Texto proporcionado:
◆ ◆ ◆ ◆ ◆ ◆ ◆

Al cabo de las seis primeras horas mi ama se dio cuenta de que estaba empezando a cogerle cariño a su esquina de la T4. Mis tres bípedos se habían acastillado en un rincón bien surtido de bancos, alejado de la corriente de la puerta y apartado del flujo de humanos yendo y viniendo. Sumado a los techos altos, la calefacción central y el suministro gratuito de agua diría que he acompañado a mi ama a ver pisos en el centro de Madrid en muchas peores condiciones. Para aquel entonces, además, mi dueña se había familiarizado con el resto del barrio y ya había localizado las máquinas expendedoras de comida y bebida, con sus selectos menús para paladares exquisitos disponibles las 24 horas, la parafarmacia, con su surtido de preservativos, copas menstruales, pruebas de embarazo y tiritas (quién puede no necesitar todo eso nada más bajarse de un avión), y hasta se había trazado su propio circuito de ejercicio entre el piso de llegadas y el de alquiler de coches. Si a ello unimos un servicio de biblioteca integrado en el reposapiés de su lecho improvisado, mi humana no tenía absolutamente ninguna queja de la calidad de su alojamiento. Cierto es que algunos vecinos dejaban bastante que desear, como el bipedito poseído por quién sabe qué espíritu que se pasó una hora llorando en mitad de la noche, pero apeando eso diría que hasta le tomamos aprecio al continuo acompañamiento de voces humanas reiterando la necesidad de mantenerse a un metro de distancia de cualquier semejante. De hecho, mi ama pronto pasó a referirse al señor de la megafonía con el entrañable apelativo de Ruperto.

Para cuando amanecimos, a eso de las 7:30 del viernes, mi humana había demostrado estar sobradamente capacitada para sacarse un diploma en contorsionismo con un par de módulos de equilibrismo, así que si el confinamiento se prolonga mucho a lo mejor la inscribo a un curso de circo online. Por mi parte, me retiré a dormir al interior de la Samsonite para evitar que los empleados del aeropuerto mirasen raro a mis humanos, con lo cual amanecí fresca como una lechuga. Bueno, no, como una ardilla.

◆ ◆ ◆ ◆ ◆ ◆ ◆

Registros de una colección:
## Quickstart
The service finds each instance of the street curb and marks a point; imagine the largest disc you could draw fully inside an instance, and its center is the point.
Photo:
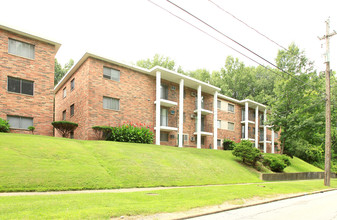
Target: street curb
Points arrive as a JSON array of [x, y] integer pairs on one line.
[[258, 203]]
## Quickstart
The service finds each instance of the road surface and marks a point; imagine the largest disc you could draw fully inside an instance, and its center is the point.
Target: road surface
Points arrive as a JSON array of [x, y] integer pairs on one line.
[[321, 206]]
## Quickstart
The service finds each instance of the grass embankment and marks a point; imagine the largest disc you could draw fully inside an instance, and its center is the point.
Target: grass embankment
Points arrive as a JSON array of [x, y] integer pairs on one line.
[[40, 163], [107, 205]]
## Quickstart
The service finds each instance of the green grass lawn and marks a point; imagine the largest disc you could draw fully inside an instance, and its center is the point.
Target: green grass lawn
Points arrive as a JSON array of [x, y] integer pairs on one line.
[[298, 165], [107, 205], [40, 163]]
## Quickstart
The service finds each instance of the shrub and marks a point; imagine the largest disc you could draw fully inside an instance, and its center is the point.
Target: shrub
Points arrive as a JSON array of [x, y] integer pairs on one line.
[[4, 126], [32, 129], [228, 144], [247, 152], [276, 162], [64, 127], [131, 133], [102, 132]]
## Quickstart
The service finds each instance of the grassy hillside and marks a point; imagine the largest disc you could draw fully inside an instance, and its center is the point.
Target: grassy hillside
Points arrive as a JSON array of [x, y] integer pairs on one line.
[[40, 163], [298, 165], [32, 162]]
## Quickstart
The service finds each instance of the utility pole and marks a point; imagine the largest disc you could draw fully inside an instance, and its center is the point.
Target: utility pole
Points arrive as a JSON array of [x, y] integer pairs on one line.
[[327, 105]]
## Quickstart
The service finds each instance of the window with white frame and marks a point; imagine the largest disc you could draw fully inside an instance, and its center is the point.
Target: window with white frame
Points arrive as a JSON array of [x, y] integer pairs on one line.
[[20, 86], [219, 104], [163, 136], [110, 103], [218, 124], [20, 48], [18, 122], [65, 92], [231, 126], [72, 84], [72, 110], [230, 107], [110, 73], [218, 142], [64, 115]]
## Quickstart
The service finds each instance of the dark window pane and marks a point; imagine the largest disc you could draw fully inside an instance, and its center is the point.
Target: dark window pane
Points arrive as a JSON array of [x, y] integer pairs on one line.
[[13, 85], [27, 87]]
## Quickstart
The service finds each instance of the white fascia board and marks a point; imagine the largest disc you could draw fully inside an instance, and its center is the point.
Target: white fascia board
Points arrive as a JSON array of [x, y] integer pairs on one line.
[[26, 34]]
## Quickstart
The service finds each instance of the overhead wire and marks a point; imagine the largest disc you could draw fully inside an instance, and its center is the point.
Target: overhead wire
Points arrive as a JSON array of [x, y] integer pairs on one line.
[[246, 48]]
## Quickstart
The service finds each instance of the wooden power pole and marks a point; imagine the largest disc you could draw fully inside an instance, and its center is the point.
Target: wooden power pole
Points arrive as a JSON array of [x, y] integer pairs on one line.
[[327, 105]]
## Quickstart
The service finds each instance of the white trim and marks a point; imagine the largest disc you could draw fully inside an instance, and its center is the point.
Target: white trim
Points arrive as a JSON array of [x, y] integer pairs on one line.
[[215, 121], [181, 113], [199, 118], [158, 83]]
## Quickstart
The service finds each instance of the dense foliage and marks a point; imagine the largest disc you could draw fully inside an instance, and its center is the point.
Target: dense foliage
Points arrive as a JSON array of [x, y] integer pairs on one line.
[[64, 127], [249, 154], [130, 133], [4, 126], [228, 144]]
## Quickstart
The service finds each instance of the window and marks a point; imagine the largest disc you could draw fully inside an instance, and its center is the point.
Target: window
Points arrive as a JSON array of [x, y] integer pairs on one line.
[[230, 107], [64, 115], [72, 110], [163, 117], [72, 84], [21, 49], [110, 73], [231, 126], [110, 103], [163, 91], [163, 136], [20, 86], [219, 124], [275, 135], [19, 122]]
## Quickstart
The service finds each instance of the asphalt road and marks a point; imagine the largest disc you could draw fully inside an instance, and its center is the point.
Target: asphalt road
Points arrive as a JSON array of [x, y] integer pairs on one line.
[[321, 206]]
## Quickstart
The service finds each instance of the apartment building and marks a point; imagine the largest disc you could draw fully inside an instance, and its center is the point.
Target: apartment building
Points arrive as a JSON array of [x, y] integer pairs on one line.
[[183, 111], [26, 80]]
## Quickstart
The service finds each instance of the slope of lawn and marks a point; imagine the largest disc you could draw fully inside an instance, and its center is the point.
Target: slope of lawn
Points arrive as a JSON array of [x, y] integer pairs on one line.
[[107, 205], [298, 165], [40, 163]]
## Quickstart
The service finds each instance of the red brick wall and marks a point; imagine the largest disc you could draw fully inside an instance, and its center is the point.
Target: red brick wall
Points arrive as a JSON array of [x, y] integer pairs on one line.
[[41, 71]]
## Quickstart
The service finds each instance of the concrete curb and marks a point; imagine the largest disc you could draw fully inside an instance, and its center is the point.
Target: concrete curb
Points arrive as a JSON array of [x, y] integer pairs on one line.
[[257, 203]]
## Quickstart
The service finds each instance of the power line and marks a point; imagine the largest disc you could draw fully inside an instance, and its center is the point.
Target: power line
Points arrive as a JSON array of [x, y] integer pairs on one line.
[[205, 23], [215, 38], [222, 9]]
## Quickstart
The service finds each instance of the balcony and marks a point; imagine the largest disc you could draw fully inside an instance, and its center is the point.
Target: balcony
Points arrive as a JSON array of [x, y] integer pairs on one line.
[[205, 108]]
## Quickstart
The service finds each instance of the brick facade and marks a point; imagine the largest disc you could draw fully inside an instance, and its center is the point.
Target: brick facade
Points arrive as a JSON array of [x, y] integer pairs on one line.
[[136, 92], [40, 70]]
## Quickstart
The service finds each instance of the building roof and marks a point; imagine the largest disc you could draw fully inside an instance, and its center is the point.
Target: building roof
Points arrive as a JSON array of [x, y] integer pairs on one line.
[[10, 29], [167, 74]]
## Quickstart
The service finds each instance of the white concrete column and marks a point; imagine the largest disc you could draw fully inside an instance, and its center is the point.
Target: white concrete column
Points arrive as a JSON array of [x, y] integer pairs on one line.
[[257, 127], [265, 131], [158, 82], [272, 141], [199, 118], [181, 112], [246, 120], [215, 120]]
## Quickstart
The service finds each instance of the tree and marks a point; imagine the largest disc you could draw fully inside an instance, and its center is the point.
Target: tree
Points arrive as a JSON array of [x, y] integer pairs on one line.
[[61, 71], [297, 106], [158, 60]]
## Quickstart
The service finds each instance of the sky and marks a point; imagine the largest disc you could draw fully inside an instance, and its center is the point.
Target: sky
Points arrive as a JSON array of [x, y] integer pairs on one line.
[[130, 30]]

◆ ◆ ◆ ◆ ◆ ◆ ◆

Acción requerida:
Imprime el fragmento del texto sobre la estancia en la T4 que empieza por "Para cuando amanecimos, a" y sigue hasta "como una ardilla.", ambos incluidos.

Resultado del ejercicio:
Para cuando amanecimos, a eso de las 7:30 del viernes, mi humana había demostrado estar sobradamente capacitada para sacarse un diploma en contorsionismo con un par de módulos de equilibrismo, así que si el confinamiento se prolonga mucho a lo mejor la inscribo a un curso de circo online. Por mi parte, me retiré a dormir al interior de la Samsonite para evitar que los empleados del aeropuerto mirasen raro a mis humanos, con lo cual amanecí fresca como una lechuga. Bueno, no, como una ardilla.